## Written task A
In the archery thread, how would the passage read if you rewrote it beginning at the words that have "My daughter has" and stopping after "prior to this.", renaming "local archery shop" as "community archery range"?
## Written task B
According to the archery thread, why does the poster want to keep the daughter shooting a recurve for now?
## Written task C
In the archery thread, which pins has the daughter earned so far?

## Provided text

▬▬▬

# looking for recurve and arrow suggestions for my 8 year old in JOAD



## jjc155 (Feb 1, 2005)

My daughter has been shooting JOAD at the local archery shop for the past 14 weeks (she has finished 2-7week sessions) and she is really enjoying herself and doing well (she has earned her 1, 2 and 3 star pins so far in 10 meter, big face target). She never shot a bow prior to this. 

Currently she is using the recurve and arrows that the shop provides for free and I told her if she really liked it and did well I would get her her own stuff.

I would like to keep her in a recurve right now (all of the other kids in her class that have their own equipment are shooting compounds) so she can really get a good base of fundamentals before moving to a compound (ideally I would like her to earn all of her pins in recurve before she moves to compound).

▬▬▬

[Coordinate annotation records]

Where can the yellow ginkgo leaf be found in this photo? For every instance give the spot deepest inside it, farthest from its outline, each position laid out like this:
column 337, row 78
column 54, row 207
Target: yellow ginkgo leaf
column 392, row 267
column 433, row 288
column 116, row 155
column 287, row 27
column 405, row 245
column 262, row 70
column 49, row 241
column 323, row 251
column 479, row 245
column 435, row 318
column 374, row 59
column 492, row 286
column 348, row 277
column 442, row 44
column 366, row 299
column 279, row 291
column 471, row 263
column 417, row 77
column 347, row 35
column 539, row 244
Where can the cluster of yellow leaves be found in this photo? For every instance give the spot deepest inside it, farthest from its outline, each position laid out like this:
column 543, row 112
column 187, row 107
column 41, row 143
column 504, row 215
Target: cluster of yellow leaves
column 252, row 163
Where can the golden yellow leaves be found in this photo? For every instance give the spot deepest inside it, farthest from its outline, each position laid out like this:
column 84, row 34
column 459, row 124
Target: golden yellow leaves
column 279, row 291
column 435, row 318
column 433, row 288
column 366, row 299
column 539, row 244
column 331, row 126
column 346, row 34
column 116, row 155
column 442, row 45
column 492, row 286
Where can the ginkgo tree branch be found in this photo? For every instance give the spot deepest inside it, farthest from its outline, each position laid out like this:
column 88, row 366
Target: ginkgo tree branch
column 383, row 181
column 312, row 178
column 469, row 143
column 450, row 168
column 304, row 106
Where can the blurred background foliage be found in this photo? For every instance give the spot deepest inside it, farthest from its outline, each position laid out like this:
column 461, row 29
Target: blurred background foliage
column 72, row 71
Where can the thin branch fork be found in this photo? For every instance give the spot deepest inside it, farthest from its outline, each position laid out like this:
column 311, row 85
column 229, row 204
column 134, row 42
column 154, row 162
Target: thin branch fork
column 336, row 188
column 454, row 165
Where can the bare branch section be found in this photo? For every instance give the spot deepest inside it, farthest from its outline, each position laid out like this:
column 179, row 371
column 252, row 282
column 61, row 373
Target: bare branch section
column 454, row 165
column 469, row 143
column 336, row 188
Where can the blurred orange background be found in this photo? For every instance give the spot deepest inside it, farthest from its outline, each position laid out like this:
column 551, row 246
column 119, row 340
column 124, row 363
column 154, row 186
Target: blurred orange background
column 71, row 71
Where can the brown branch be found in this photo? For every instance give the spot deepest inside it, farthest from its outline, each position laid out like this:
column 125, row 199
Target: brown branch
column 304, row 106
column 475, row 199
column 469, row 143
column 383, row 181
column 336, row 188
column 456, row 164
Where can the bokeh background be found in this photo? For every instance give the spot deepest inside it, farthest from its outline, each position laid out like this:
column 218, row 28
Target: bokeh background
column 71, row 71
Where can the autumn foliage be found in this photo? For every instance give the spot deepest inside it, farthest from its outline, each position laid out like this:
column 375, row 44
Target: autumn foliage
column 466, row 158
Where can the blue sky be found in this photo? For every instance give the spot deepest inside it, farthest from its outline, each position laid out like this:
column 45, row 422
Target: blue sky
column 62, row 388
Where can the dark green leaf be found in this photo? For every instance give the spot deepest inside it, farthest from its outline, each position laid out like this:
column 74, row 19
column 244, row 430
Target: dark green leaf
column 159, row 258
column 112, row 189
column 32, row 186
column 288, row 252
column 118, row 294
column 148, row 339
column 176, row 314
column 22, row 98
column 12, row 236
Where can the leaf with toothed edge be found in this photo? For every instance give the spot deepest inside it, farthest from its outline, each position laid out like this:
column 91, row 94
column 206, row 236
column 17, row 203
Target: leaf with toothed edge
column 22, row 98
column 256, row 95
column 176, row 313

▬▬▬

## Final result A
My daughter has been shooting JOAD at the community archery range for the past 14 weeks (she has finished 2-7week sessions) and she is really enjoying herself and doing well (she has earned her 1, 2 and 3 star pins so far in 10 meter, big face target). She never shot a bow prior to this.

## Final result B
The poster wants her to build a good base of fundamentals before she moves to a compound. Ideally she would earn all of her pins in recurve before making that switch.

## Final result C
Her 1, 2 and 3 star pins, in 10 meter on the big face target.